Excerpt:
*** Block opens ***

The Oklahoma State Board of Education approved a waiver for the upcoming school year on Thursday that will let Saturday sessions count toward instructional time requirements.
Previously, individual districts had to apply for the waiver, a process that could lead to them waiting a month until the next education board meeting. State Superintendent Joy Hofmeister said districts need the ability to change their plans quickly because while COVID-19 has likely not run its full course, she does not foresee a state-level response like closing all schools again in the fall.
"But there is going to be need for quarantine, for closure. We just feel that extra opportunity to have a Saturday coming to school — and that counts if a family wants to or if a school wants to use that — is just simply a flexibility that districts appreciate," Hofmeister said.

*** Block closes ***

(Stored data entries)

*** Block opens ***

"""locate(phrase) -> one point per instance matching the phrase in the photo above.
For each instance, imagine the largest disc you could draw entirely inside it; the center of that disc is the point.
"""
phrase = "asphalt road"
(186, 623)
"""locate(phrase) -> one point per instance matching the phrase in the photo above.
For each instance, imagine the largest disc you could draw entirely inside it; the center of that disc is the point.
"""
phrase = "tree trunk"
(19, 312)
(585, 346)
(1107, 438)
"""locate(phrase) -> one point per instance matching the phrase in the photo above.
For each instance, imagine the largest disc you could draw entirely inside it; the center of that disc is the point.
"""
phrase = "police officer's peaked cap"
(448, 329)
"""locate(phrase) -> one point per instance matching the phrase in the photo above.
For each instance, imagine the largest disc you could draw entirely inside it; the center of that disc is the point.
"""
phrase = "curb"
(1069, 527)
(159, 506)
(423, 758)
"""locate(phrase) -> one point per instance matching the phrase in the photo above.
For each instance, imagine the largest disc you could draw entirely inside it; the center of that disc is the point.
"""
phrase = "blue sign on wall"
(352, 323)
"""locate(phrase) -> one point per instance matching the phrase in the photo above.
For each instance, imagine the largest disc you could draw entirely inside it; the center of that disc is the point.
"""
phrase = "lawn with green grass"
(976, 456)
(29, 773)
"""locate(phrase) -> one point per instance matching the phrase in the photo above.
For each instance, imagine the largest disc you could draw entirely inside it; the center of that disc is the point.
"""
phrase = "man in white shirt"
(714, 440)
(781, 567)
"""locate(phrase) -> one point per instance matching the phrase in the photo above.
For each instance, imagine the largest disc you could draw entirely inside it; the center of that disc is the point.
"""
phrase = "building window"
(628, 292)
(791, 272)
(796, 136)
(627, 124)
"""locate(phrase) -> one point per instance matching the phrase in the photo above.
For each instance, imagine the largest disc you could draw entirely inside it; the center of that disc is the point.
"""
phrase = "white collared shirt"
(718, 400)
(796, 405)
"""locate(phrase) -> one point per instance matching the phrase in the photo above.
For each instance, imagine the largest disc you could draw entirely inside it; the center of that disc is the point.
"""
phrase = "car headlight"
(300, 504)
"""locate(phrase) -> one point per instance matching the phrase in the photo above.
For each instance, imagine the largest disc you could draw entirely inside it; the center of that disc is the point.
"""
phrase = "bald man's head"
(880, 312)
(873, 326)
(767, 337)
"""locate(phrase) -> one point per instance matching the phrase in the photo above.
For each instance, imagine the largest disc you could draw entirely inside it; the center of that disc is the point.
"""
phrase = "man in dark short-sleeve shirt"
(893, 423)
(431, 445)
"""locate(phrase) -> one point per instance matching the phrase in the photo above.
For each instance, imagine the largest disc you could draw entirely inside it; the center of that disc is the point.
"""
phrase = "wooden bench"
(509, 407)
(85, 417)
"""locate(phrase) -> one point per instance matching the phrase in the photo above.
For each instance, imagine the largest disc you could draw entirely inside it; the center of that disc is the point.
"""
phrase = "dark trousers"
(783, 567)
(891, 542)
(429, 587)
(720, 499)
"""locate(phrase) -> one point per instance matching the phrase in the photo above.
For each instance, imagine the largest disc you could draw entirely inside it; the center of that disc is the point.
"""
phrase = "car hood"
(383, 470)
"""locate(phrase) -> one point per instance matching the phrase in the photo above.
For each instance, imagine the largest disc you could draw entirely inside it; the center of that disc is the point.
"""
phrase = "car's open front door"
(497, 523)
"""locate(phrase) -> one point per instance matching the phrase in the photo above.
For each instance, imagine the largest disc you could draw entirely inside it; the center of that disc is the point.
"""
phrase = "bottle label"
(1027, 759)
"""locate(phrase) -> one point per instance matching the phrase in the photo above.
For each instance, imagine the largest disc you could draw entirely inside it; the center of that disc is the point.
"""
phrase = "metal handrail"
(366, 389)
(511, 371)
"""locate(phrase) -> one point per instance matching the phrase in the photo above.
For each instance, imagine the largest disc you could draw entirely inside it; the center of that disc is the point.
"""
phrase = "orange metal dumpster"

*** Block closes ***

Prompt: Continue the article on Oklahoma's Saturday school waiver from its last sentence.

Result below:
The waiver was approved on a 5–2 vote. Board member Estela Hernandez cast one of the votes against it. She said students went through a lot of stress this past year because of the coronavirus and should have their weekends protected, and the state should come up with a different solution.
"I think if there’s anything that this pandemic has taught us, is for us to be able to utilize technology to the greatest extent, and I think there’s more to be done there," Hernandez said.
Holding Saturday sessions would be optional, and Hofmeister said the intent is not to have six-day school weeks.
The education department’s general counsel said schools within a district could make their own plans.